SET TASK → Put the lines of the material below into a JSON list of strings, one string per line and no blank lines. Include only the lines from the one containing "If you could put a dot on the dark-skinned" through the end of the material, inclusive.

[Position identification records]

********

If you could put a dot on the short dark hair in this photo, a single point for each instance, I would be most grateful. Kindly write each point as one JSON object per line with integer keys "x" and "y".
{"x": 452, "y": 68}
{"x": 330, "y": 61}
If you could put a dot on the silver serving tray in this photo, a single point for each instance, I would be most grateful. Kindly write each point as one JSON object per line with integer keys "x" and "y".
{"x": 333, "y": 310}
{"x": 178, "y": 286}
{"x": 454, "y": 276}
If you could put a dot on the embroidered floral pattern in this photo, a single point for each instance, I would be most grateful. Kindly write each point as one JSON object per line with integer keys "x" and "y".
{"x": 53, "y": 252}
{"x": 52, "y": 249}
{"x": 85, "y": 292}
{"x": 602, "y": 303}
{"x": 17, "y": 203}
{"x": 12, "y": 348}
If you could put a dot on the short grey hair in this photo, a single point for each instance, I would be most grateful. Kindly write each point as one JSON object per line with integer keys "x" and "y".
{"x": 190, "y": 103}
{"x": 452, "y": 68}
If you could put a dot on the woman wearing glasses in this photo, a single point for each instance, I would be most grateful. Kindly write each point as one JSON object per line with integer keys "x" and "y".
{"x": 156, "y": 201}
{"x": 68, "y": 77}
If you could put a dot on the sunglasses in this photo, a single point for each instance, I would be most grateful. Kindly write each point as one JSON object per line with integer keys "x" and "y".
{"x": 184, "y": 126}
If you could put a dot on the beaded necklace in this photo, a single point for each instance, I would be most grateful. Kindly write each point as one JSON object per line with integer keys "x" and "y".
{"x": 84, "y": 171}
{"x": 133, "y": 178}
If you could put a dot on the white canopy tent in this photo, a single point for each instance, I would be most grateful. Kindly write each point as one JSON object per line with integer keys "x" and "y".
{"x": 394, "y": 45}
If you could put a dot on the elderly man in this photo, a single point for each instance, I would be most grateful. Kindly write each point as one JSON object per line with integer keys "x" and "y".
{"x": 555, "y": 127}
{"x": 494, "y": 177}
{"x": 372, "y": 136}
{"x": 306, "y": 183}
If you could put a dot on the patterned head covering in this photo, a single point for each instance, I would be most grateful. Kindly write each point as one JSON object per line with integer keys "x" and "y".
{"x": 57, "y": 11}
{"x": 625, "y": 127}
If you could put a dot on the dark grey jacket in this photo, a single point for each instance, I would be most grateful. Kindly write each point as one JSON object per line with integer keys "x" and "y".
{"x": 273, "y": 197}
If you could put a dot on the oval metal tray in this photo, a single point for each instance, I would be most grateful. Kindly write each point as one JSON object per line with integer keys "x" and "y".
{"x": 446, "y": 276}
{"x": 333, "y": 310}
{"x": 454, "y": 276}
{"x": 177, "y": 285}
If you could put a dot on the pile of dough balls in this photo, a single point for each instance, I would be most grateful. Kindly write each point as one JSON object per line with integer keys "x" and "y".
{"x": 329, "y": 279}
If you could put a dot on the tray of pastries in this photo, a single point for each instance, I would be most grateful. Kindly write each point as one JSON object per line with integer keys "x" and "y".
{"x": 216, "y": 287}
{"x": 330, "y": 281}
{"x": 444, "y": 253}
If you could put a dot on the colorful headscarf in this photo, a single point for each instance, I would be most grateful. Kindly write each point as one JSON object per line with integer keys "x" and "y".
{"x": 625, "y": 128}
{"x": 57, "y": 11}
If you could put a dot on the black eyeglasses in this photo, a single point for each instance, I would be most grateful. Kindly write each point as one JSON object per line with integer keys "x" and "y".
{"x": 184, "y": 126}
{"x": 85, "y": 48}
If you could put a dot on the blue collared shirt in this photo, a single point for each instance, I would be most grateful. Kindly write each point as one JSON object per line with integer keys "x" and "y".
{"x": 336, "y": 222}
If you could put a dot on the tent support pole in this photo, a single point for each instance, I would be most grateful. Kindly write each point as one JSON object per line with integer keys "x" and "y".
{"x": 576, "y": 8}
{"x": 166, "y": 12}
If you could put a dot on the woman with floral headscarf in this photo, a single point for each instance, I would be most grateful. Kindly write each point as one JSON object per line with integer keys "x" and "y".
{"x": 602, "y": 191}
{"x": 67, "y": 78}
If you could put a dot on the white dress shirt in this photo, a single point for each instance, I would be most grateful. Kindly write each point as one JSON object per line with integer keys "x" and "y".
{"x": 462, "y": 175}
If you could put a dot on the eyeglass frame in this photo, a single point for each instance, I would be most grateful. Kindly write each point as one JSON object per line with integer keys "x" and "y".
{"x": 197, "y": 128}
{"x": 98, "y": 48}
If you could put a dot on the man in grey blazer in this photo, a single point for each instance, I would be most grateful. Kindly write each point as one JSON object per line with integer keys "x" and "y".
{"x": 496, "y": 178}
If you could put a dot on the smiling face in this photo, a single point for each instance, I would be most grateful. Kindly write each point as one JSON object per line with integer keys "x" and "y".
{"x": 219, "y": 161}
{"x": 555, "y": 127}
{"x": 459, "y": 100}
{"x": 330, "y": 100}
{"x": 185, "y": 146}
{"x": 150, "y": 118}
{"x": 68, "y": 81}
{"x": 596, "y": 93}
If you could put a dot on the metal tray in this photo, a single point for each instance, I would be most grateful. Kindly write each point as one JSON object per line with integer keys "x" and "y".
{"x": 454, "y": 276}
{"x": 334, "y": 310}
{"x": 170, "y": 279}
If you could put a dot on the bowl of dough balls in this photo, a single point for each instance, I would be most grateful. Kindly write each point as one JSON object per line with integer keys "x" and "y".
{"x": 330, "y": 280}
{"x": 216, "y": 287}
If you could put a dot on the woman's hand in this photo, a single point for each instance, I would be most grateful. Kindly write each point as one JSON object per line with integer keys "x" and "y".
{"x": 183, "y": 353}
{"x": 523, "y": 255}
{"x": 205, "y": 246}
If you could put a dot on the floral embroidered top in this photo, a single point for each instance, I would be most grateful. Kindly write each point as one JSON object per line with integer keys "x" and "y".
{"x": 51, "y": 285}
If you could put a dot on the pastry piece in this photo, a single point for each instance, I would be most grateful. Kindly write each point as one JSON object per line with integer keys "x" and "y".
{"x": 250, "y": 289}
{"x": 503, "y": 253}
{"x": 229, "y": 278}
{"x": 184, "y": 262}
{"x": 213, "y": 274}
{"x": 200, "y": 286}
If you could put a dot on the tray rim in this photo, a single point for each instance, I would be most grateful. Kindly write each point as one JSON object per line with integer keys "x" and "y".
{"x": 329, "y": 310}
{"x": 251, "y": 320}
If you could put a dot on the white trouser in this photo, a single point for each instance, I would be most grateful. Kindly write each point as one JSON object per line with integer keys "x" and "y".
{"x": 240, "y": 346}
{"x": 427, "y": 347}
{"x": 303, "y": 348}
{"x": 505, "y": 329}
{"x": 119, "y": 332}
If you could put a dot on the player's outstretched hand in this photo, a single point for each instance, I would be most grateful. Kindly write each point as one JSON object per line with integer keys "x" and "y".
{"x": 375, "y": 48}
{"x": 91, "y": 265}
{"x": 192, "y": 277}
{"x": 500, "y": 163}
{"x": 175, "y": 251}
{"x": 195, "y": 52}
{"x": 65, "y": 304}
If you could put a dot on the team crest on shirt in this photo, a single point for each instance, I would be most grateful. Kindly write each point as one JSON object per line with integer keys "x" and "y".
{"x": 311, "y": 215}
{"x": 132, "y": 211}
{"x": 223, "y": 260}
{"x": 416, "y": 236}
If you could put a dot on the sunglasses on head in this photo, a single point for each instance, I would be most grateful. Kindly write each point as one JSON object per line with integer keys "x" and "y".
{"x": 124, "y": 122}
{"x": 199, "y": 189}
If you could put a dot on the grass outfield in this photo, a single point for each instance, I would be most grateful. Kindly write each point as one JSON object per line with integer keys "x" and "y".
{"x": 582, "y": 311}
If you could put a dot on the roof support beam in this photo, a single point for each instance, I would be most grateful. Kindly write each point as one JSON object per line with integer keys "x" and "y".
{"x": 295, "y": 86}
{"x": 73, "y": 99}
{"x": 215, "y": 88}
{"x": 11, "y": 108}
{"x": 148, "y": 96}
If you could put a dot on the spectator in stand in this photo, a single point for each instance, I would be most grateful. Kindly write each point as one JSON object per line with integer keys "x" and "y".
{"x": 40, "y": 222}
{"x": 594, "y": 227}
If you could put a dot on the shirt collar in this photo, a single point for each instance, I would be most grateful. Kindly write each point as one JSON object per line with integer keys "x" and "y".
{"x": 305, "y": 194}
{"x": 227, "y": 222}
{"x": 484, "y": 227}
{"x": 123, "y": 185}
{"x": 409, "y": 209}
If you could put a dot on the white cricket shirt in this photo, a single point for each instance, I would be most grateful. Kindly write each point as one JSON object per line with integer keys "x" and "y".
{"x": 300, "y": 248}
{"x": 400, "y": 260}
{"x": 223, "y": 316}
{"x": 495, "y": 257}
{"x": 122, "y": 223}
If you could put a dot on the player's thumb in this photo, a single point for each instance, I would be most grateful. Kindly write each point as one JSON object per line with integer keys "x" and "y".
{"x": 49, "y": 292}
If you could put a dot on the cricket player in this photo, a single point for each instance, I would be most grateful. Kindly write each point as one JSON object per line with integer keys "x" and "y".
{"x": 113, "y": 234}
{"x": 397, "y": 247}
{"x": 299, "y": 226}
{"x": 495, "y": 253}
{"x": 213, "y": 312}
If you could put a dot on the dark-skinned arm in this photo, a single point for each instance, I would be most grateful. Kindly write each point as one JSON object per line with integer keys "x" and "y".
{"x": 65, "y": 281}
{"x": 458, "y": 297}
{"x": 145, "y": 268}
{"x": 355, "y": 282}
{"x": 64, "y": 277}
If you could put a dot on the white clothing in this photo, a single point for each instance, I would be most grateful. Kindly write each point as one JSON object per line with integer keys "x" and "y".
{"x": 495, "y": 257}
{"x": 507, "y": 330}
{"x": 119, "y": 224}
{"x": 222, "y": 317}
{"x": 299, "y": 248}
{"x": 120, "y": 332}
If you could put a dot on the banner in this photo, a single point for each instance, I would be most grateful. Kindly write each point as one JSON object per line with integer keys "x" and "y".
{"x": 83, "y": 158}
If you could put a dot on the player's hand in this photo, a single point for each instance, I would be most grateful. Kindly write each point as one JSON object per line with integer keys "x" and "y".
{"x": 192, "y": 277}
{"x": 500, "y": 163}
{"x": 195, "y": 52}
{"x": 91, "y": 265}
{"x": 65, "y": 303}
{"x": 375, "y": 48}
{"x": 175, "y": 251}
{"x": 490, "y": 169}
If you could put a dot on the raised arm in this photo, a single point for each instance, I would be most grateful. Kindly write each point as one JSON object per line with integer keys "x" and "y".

********

SOLUTION FOR THIS PROBLEM →
[
  "If you could put a dot on the dark-skinned arm in this photo, a single point for each instance, I would be most grateful. Kindly write each point as one JSON object per line with integer keys \"x\" and \"y\".",
  "{\"x\": 65, \"y\": 281}",
  "{\"x\": 458, \"y\": 297}",
  "{\"x\": 145, \"y\": 268}",
  "{\"x\": 355, \"y\": 282}",
  "{\"x\": 64, \"y\": 277}",
  "If you could put a dot on the white clothing in this photo, a single point for each instance, I would be most grateful. Kindly write each point as one JSON object per line with integer keys \"x\" and \"y\".",
  "{\"x\": 495, \"y\": 257}",
  "{\"x\": 507, \"y\": 330}",
  "{\"x\": 119, \"y\": 224}",
  "{\"x\": 222, \"y\": 317}",
  "{\"x\": 299, \"y\": 248}",
  "{\"x\": 120, \"y\": 332}",
  "If you could put a dot on the banner in this photo, a single point for each instance, I would be most grateful. Kindly write each point as one JSON object per line with integer keys \"x\" and \"y\".",
  "{\"x\": 83, \"y\": 158}",
  "If you could put a dot on the player's hand in this photo, a single point for each instance, I would be most grateful. Kindly write each point as one JSON object per line with integer keys \"x\" and \"y\".",
  "{\"x\": 192, \"y\": 277}",
  "{\"x\": 500, \"y\": 163}",
  "{\"x\": 195, \"y\": 52}",
  "{\"x\": 91, \"y\": 265}",
  "{\"x\": 65, \"y\": 303}",
  "{\"x\": 375, \"y\": 48}",
  "{\"x\": 175, \"y\": 251}",
  "{\"x\": 490, \"y\": 169}",
  "If you could put a dot on the raised arm in this photo, a single point for each instance, I would be most grateful. Kindly write each point as one JSON object per line with integer keys \"x\" and \"y\"."
]